[REQUIRED TASK] Render the items from the line holding "Mark every instance of the man in" through the line holding "[(562, 961)]", inclusive, as a two-column CSV with the headers text and answer, one row per item. Put each field in double quotes and replace its line breaks with spaces.

[PROVIDED DATA]
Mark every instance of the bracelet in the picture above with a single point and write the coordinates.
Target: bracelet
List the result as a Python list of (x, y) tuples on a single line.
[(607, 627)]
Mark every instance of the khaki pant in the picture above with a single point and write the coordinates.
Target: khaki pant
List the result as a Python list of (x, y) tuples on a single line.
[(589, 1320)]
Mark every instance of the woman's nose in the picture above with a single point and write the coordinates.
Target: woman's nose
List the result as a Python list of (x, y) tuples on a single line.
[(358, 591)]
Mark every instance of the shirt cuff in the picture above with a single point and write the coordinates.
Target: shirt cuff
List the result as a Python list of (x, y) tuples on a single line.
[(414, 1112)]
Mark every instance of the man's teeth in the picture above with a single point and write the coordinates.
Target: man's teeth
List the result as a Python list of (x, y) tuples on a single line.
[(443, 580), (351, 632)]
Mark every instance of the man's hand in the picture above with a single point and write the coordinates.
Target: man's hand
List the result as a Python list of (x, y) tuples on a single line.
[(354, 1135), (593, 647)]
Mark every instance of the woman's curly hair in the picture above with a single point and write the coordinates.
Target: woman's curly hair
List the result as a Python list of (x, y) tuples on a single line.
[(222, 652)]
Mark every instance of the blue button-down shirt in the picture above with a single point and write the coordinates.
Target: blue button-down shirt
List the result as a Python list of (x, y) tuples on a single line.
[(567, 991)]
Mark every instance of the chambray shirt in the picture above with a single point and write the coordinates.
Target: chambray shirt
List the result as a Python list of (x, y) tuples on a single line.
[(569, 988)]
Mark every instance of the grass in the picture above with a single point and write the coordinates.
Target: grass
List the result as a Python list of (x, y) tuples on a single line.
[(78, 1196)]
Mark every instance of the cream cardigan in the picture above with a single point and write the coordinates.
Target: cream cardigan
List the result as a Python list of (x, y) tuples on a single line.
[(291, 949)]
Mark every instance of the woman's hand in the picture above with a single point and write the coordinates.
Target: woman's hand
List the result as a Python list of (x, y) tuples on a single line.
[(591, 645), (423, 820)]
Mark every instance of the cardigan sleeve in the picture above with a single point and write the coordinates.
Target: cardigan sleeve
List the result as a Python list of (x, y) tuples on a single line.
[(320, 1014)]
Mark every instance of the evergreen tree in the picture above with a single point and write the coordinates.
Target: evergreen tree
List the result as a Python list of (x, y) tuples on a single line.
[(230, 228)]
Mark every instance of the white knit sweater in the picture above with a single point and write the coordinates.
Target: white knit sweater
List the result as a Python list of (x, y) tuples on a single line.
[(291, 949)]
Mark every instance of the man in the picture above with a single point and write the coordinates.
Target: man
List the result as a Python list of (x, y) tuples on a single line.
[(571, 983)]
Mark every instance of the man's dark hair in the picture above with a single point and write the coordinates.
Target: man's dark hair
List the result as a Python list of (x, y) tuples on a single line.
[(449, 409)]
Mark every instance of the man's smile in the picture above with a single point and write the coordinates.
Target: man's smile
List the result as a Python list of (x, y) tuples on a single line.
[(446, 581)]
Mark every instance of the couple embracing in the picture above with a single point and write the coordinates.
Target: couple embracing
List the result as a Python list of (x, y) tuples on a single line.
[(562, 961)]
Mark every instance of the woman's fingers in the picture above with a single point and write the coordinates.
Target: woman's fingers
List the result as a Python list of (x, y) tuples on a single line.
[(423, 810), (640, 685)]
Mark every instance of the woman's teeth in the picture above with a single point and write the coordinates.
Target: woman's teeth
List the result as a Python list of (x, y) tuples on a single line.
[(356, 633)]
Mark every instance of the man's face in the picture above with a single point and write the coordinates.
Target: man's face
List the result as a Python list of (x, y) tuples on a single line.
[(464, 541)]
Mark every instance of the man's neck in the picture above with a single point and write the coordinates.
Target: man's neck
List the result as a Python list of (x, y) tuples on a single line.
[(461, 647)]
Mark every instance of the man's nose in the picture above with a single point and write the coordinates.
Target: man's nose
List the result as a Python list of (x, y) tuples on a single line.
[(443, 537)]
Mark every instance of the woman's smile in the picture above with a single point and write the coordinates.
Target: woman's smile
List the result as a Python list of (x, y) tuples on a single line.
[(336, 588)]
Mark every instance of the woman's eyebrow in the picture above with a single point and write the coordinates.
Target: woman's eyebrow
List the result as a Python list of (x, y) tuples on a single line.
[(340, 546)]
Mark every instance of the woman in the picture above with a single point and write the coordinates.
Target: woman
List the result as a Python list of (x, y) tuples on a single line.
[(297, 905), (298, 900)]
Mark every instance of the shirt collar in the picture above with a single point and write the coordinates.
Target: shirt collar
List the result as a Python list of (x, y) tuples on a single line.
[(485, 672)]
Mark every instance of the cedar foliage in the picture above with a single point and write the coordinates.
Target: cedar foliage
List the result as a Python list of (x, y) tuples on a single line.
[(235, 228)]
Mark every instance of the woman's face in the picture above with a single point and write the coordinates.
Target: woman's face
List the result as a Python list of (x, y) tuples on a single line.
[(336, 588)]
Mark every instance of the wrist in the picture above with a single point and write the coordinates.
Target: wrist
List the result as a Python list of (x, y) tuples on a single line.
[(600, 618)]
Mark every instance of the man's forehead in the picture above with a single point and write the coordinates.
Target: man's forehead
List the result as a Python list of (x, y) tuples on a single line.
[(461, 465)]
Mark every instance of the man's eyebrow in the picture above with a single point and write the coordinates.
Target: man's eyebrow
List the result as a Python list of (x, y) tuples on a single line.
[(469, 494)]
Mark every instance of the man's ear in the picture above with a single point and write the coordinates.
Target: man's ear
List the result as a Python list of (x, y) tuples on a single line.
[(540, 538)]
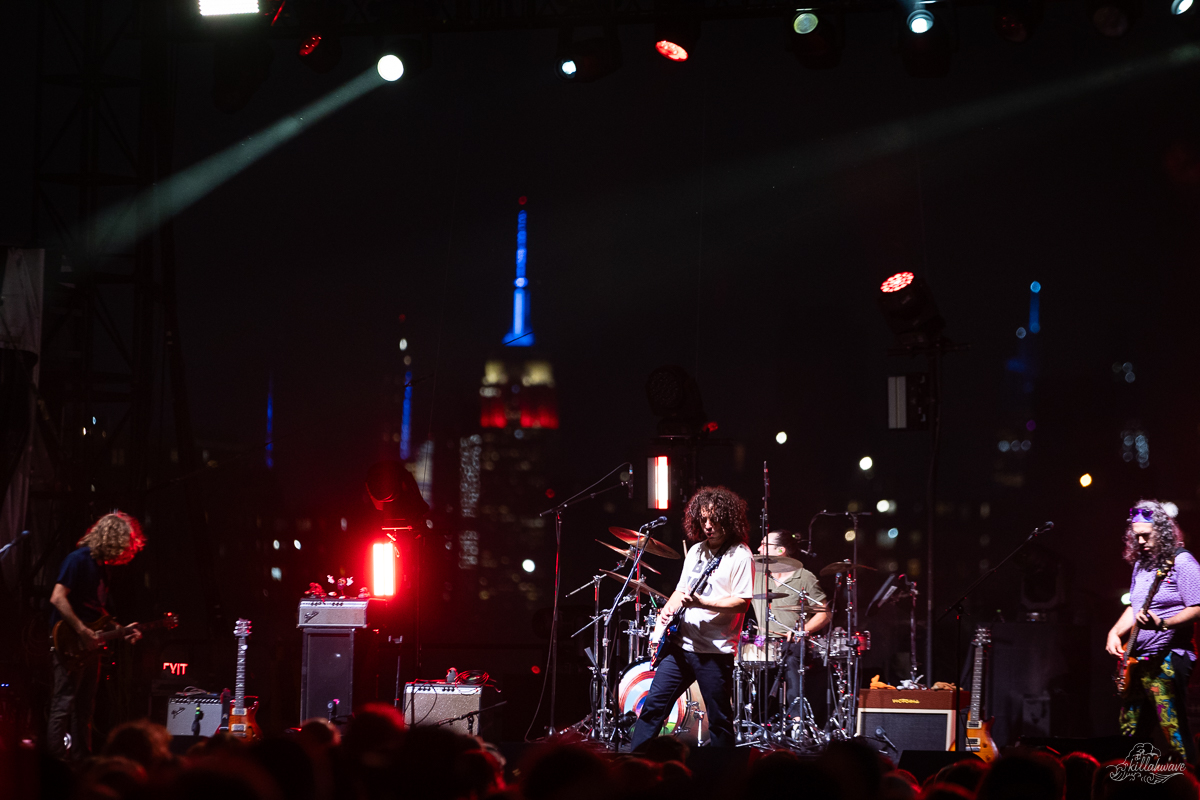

[EXPECTED OUTPUT]
text,answer
"Mark every instance of the man in the picture above with a single point and write the coordinates. Target: man List the result as a Python list of (x, y) tuples on a single line.","[(571, 983)]"
"Mark every instance of the man's dark hair in the picture above with a single point and write the coordinates. Target: man's dark hair List the result as a Python list of (x, y) tuples on a single line.","[(449, 409)]"
"Mark every instance of the man's smile in the picture above with a single point and write the coordinates. Target: man's smile List the result as a Python list of (x, y) tuples on a single line.","[(446, 581)]"
"Mark every instance of the couple embracing in the picture above with a single point and write the coordinates. Target: couple embracing List the result as a Python list of (x, y) tuples on a single line.","[(562, 961)]"